[DIRECTION]: Copy out each line of the material below with no changes.

[DATA EXTRACT]:

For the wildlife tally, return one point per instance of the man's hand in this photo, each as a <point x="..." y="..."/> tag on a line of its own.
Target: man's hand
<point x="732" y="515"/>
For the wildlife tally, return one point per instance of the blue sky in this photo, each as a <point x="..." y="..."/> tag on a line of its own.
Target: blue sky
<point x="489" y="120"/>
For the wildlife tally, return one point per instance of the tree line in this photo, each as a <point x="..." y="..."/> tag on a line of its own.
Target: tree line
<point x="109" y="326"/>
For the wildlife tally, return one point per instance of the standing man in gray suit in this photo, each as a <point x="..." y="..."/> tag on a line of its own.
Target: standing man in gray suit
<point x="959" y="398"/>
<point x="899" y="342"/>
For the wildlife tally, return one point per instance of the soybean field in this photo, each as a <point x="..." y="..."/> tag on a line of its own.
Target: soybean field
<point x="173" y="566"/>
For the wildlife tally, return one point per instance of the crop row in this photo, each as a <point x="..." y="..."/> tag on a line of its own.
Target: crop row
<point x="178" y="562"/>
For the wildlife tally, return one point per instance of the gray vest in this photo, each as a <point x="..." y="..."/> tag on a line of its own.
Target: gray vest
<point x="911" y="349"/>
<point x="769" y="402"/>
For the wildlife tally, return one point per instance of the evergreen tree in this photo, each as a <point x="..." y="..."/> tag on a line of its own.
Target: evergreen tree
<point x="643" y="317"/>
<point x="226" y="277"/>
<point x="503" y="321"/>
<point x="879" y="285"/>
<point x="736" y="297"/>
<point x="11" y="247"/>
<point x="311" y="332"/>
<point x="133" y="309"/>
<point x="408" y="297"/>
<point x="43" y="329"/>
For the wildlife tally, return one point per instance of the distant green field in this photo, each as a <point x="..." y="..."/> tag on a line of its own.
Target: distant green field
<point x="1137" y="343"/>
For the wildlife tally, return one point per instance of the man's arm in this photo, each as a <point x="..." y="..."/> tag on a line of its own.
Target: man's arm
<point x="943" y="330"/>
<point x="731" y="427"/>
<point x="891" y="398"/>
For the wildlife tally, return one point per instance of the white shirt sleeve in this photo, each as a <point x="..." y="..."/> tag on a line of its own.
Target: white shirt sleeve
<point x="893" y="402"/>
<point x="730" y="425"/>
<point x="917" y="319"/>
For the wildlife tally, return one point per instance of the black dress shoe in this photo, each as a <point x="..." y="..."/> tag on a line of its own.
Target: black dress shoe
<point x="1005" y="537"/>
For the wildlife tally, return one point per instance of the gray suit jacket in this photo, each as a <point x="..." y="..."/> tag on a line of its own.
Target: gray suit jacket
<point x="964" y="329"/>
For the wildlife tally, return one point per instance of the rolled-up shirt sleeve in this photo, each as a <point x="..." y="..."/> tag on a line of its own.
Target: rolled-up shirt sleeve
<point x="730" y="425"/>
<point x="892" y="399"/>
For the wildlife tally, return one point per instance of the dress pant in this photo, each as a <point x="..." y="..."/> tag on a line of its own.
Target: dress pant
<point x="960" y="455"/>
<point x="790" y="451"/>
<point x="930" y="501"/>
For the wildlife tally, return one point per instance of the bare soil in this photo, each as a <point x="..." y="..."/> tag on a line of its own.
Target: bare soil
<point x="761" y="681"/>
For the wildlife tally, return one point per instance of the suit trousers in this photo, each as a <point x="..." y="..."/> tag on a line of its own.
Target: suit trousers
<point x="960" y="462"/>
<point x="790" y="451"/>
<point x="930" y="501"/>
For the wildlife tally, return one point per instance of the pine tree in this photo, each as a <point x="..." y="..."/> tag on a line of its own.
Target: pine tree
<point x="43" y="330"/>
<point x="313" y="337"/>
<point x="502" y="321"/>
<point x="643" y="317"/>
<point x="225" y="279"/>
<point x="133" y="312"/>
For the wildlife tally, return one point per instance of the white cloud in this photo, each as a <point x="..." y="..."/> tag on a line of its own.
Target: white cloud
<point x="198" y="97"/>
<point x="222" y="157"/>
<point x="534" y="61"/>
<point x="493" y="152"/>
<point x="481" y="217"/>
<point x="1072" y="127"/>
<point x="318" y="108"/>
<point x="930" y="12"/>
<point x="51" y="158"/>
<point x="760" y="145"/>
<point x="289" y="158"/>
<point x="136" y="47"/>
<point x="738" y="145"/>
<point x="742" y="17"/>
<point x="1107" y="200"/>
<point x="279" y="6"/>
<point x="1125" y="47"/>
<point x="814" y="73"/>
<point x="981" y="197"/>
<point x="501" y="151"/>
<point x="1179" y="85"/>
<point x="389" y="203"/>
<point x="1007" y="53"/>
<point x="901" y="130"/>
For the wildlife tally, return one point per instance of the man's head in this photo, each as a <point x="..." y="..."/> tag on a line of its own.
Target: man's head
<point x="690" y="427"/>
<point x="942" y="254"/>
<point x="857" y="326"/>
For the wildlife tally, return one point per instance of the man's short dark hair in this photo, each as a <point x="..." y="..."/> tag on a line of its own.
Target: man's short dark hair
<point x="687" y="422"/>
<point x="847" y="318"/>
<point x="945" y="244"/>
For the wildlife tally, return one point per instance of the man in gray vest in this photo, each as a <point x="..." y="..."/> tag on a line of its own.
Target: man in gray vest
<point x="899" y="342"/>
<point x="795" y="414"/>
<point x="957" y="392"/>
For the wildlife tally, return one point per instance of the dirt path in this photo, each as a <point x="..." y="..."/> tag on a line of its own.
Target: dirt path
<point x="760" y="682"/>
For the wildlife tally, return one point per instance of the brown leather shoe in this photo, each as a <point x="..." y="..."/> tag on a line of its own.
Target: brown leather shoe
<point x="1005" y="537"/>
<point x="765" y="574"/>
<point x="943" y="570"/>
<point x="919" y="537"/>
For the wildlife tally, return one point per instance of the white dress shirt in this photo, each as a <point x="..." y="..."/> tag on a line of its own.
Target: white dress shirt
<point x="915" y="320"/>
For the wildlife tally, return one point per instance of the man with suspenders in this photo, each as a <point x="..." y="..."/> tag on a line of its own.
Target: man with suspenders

[ANSWER TO THE TASK]:
For the wildlife tally, return one point per instance of the man's hand in this photo, each as a <point x="..." y="..."/> tag on a line of its own.
Target: man's hand
<point x="732" y="515"/>
For the wildlife tally, return one point per instance of the blue sky in this photo, each as a <point x="..." y="..."/> tag on a line of its own.
Target: blue sky
<point x="489" y="120"/>
For the wildlife tally, return one point per instance of the tree line in this photo, each as a <point x="..." y="..."/> tag on a line of its own.
Target: tree line
<point x="109" y="326"/>
For the wildlife tally, return one point per instance of the standing man in gray suit in this photo, each as a <point x="..." y="..."/> tag on a line of its own.
Target: standing man in gray suit
<point x="959" y="398"/>
<point x="899" y="342"/>
For the wildlife tally, return one point per instance of the soybean field in this photo, each as a <point x="..." y="..."/> tag on a line of its own.
Target: soybean field
<point x="173" y="566"/>
For the wildlife tally, return one point per instance of the crop row in this photo, each as a <point x="..." y="..."/> tag on a line of its own.
Target: crop row
<point x="178" y="562"/>
For the wildlife tally, return one point per instance of the gray vest in this photo, each as a <point x="..." y="..."/> tag on a line of its own.
Target: gray vest
<point x="911" y="349"/>
<point x="769" y="402"/>
For the wildlife tally, return one point per instance of the evergreen tree in this photo, each as a <point x="..." y="..."/> tag on a line of its own.
Target: evergreen tree
<point x="643" y="317"/>
<point x="226" y="277"/>
<point x="503" y="321"/>
<point x="879" y="285"/>
<point x="736" y="297"/>
<point x="11" y="247"/>
<point x="311" y="332"/>
<point x="133" y="309"/>
<point x="408" y="297"/>
<point x="43" y="329"/>
For the wildlife tally, return one point per instance of the distant green field in this photo, each as a <point x="..." y="..."/> tag on a line of its own.
Target: distant green field
<point x="1137" y="343"/>
For the wildlife tally, return one point per instance of the man's arm in this photo, each as a <point x="..." y="..."/> tag on a line of its own.
Target: man's arm
<point x="943" y="330"/>
<point x="731" y="427"/>
<point x="891" y="398"/>
For the wildlife tally, return one point per instance of the white shirt sleeve in this photo, each as a <point x="..." y="..."/> tag on a line of its own.
Target: white shirt sleeve
<point x="893" y="402"/>
<point x="730" y="425"/>
<point x="917" y="319"/>
For the wildlife tally, return one point per instance of the black dress shoe in this photo, each as a <point x="..." y="..."/> tag on a line of its own.
Target: black dress shoe
<point x="1005" y="537"/>
For the wildlife tally, return one point per instance of the gray suit jacket in this photo, each as a <point x="..." y="..."/> tag on a line of its own.
Target: gray suit jacket
<point x="964" y="329"/>
For the wildlife tally, return one point per instance of the rolled-up shirt sleeve in this photo, each as a <point x="..." y="..."/> tag on a line of its own.
Target: rolled-up shirt sleeve
<point x="730" y="425"/>
<point x="892" y="399"/>
For the wildlife tally, return one point per instance of the dress pant in this photo, each as a <point x="..." y="..."/> tag on a line of its own.
Target: dress pant
<point x="960" y="455"/>
<point x="790" y="451"/>
<point x="930" y="501"/>
For the wildlife tally, return one point per instance of the bare soil in this photo, each as a <point x="..." y="..."/> tag on a line of its own.
Target: bare soil
<point x="761" y="681"/>
For the wildlife tally, return one point per instance of the suit trousers in this photo, each as a <point x="..." y="..."/> tag on a line of its own.
Target: suit trousers
<point x="960" y="462"/>
<point x="790" y="451"/>
<point x="930" y="501"/>
For the wildlife tally, return one point per instance of the pine tree in this photo, each as a <point x="..." y="..."/> tag on a line of its own.
Target: pine tree
<point x="43" y="330"/>
<point x="313" y="337"/>
<point x="502" y="321"/>
<point x="643" y="317"/>
<point x="225" y="279"/>
<point x="133" y="312"/>
For the wildlife tally, return one point per instance of the white cloud in this photo, each as a <point x="..." y="..."/> tag on a line of its own.
Target: white cloud
<point x="198" y="97"/>
<point x="222" y="157"/>
<point x="534" y="61"/>
<point x="493" y="152"/>
<point x="481" y="217"/>
<point x="1072" y="127"/>
<point x="318" y="108"/>
<point x="930" y="12"/>
<point x="51" y="158"/>
<point x="760" y="145"/>
<point x="289" y="158"/>
<point x="136" y="47"/>
<point x="738" y="145"/>
<point x="742" y="17"/>
<point x="1107" y="200"/>
<point x="279" y="6"/>
<point x="1125" y="47"/>
<point x="814" y="73"/>
<point x="981" y="197"/>
<point x="501" y="151"/>
<point x="1179" y="85"/>
<point x="389" y="203"/>
<point x="1007" y="53"/>
<point x="901" y="130"/>
For the wildlife tally, return one point per instance of the man's head in this photo, each as a <point x="..." y="..."/> tag on a line of its own.
Target: man's head
<point x="690" y="427"/>
<point x="942" y="254"/>
<point x="857" y="326"/>
For the wildlife tally, return one point per instance of the man's short dark hair in this photo, each as a <point x="..." y="..."/> tag on a line of its own.
Target: man's short dark hair
<point x="687" y="422"/>
<point x="847" y="318"/>
<point x="945" y="244"/>
For the wildlife tally, return one point per instance of the man in gray vest in this photo, each as a <point x="..." y="..."/> tag on a line of its own.
Target: man in gray vest
<point x="899" y="342"/>
<point x="795" y="414"/>
<point x="957" y="392"/>
For the wildlife tally, return one point per instance of the dirt path in this photo, each as a <point x="..." y="..."/> tag on a line of its own.
Target: dirt path
<point x="760" y="682"/>
For the wildlife tally, return one point per instance of the brown leather shoe in this photo, each as a <point x="..." y="..."/> tag on a line of its own.
Target: brown leather shoe
<point x="1005" y="537"/>
<point x="765" y="574"/>
<point x="943" y="570"/>
<point x="919" y="537"/>
For the wildlife tally, return one point per instance of the white dress shirt in this photo, each as a <point x="..." y="..."/> tag on a line of its own.
Target: white dress shirt
<point x="915" y="320"/>
For the wildlife tally, return one point per instance of the man with suspenders in this photo, each as a <point x="..." y="..."/> tag on a line of its own.
Target: man with suspenders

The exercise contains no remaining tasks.